__Exercise task__
Set down exactly, and only, the lines from the one with "of the woven" to the final line of the entries, both included.
--- Recorded information ---
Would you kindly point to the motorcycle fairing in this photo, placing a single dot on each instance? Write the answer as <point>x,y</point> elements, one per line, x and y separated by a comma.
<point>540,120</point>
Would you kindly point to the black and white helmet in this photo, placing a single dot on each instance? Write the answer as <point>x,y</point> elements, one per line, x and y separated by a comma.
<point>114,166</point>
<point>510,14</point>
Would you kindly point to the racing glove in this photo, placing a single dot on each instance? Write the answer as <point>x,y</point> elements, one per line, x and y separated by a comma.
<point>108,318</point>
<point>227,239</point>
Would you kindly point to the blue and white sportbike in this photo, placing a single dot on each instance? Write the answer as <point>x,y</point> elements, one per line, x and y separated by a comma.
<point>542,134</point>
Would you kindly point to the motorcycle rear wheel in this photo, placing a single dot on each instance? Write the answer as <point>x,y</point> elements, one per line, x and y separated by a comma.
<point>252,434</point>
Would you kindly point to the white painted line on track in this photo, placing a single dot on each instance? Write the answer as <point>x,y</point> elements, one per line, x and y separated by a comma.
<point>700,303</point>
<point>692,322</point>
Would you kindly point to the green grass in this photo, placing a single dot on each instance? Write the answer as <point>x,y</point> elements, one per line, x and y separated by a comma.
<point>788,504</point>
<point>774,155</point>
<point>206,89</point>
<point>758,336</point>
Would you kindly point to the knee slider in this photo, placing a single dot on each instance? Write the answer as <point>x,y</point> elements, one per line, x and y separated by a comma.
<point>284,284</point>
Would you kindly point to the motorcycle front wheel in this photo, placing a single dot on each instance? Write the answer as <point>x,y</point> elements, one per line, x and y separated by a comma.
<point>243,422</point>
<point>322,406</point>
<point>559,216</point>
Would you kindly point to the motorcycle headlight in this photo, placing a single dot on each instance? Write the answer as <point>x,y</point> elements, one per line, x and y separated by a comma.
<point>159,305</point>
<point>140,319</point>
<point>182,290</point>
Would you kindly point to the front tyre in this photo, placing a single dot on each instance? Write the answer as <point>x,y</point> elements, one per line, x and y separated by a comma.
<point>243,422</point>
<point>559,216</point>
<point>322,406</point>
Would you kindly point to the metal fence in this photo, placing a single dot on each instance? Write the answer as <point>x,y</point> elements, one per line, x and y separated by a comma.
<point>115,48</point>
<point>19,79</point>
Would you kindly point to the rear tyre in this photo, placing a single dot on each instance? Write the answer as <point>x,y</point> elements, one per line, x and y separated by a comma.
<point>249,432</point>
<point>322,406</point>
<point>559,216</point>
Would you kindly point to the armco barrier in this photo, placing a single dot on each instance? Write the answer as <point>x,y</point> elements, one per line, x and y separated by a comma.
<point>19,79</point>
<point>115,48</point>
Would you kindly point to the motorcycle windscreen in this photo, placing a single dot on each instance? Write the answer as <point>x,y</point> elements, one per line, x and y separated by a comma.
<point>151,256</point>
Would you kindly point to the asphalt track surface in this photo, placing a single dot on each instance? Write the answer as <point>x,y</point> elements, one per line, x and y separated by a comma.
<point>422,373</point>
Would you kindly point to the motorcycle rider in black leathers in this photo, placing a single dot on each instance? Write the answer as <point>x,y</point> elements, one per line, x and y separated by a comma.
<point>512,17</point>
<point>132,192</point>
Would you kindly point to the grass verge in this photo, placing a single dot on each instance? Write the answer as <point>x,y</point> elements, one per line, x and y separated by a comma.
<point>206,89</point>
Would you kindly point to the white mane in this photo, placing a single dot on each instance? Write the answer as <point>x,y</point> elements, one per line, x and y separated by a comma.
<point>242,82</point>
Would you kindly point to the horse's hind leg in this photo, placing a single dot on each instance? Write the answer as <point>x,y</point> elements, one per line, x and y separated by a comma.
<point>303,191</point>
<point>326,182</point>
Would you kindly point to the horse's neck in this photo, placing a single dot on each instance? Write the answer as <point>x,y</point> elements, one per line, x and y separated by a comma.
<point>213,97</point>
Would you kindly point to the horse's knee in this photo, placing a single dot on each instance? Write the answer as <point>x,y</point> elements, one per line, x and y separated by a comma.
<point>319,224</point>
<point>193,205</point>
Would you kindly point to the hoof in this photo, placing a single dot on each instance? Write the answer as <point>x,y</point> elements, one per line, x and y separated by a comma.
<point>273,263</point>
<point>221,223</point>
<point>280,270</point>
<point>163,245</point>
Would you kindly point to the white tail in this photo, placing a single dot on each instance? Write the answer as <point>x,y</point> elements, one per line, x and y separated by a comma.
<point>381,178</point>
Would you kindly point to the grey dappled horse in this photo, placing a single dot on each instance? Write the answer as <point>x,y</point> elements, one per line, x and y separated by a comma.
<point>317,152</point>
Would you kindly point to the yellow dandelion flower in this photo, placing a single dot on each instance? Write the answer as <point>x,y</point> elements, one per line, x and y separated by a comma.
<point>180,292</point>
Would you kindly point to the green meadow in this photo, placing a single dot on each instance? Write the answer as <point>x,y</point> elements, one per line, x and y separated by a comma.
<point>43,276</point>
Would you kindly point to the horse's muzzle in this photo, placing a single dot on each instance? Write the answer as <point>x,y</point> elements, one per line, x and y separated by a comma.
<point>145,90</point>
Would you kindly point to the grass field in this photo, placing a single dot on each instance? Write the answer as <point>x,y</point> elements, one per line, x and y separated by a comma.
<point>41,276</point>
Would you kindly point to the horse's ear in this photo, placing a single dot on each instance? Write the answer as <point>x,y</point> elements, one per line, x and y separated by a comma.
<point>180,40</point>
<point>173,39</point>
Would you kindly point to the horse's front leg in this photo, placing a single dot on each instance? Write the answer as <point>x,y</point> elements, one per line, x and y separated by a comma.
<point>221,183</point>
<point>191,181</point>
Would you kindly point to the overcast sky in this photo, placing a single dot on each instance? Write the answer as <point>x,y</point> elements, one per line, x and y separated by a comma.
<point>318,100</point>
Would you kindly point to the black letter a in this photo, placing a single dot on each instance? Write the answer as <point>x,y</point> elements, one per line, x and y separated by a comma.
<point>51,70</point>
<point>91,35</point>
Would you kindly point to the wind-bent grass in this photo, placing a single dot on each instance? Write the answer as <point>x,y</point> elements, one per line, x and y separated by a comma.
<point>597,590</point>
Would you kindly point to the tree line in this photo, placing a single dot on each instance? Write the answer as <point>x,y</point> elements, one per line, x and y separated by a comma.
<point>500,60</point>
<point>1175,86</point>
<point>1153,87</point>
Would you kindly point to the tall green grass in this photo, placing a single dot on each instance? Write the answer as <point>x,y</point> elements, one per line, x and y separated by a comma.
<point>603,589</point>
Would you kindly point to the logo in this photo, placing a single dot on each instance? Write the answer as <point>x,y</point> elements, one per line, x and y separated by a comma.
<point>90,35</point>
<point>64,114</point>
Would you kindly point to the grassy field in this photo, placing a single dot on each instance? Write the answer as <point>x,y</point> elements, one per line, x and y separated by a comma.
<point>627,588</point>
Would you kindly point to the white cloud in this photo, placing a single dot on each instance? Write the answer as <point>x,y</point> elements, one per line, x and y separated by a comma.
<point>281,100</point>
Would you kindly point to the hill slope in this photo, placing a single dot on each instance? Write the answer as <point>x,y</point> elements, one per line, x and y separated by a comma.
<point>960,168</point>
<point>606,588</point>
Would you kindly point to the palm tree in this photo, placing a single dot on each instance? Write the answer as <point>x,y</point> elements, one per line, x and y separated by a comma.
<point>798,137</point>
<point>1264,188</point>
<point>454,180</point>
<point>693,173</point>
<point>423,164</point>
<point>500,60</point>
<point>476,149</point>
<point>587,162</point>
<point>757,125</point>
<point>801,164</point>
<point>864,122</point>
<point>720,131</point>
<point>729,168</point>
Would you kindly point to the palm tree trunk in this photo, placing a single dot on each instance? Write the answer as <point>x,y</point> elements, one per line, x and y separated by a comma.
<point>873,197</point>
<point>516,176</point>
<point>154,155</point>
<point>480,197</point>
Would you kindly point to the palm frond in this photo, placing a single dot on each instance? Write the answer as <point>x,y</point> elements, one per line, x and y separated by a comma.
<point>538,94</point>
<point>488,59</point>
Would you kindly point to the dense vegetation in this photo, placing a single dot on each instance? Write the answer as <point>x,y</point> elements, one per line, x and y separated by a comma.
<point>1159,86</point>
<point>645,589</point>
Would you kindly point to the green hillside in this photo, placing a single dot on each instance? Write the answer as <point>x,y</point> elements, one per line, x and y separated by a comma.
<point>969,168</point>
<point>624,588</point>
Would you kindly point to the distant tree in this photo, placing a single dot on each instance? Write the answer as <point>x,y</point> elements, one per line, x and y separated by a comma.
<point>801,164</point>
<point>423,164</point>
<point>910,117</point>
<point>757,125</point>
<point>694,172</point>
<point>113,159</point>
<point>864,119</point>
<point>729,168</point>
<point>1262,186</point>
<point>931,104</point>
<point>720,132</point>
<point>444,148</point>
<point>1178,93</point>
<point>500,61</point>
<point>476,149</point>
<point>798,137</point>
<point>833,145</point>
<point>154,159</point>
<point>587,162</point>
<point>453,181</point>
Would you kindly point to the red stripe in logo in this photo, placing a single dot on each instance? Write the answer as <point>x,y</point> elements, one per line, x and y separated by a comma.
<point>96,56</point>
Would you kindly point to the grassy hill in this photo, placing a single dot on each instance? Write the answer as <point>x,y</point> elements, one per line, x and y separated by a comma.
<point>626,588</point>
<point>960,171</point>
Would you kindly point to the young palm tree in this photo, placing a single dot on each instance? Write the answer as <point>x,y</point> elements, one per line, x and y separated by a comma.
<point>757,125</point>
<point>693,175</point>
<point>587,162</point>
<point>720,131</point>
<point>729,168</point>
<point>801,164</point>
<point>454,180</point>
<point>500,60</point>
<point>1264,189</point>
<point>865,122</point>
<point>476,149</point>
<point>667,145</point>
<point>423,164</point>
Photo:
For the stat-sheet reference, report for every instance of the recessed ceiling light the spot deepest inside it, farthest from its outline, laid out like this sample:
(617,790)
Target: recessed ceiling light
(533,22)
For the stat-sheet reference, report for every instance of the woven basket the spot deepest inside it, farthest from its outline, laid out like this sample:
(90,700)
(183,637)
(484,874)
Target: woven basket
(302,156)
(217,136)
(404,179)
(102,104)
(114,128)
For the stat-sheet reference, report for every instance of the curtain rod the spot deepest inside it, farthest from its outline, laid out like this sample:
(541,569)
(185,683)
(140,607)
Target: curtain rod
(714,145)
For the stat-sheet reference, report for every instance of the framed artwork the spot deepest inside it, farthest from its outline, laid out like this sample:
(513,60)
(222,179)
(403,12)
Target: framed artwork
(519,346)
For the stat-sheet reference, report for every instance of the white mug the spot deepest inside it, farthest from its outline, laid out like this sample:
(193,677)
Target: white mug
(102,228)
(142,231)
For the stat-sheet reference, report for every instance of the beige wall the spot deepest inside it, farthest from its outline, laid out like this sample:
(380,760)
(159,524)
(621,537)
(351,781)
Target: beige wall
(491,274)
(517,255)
---
__Solution for this task__
For the stat-sheet reference, report for every instance of the woven basket the spot deepest inside it, farthest from its outline, laid out like this sample:
(90,700)
(183,637)
(484,874)
Target: woven basket
(302,156)
(217,136)
(404,179)
(102,104)
(114,128)
For the stat-sheet reference, report for every instance of the curtain rod the spot deepest inside it, farthest from its outline, laid out like this sample:
(541,569)
(185,683)
(140,607)
Target: curtain rod
(714,145)
For the stat-sheet reference, report for every instance of the framed artwork the spot deepest inside it, farthest from its outline, laid out like this sample:
(513,60)
(222,179)
(403,12)
Target: framed artwork
(519,346)
For the stat-sheet reference, report for every instance of the white mug the spot deepest inside it, farthest from its outline, laid out like this sample:
(193,677)
Target: white mug
(102,228)
(142,231)
For the stat-sheet reference, report for every instance of the beige wall the spot deepest inside it, farthest from its outline, laid out like this sample:
(380,760)
(159,524)
(621,537)
(351,781)
Target: beige wall
(491,274)
(517,255)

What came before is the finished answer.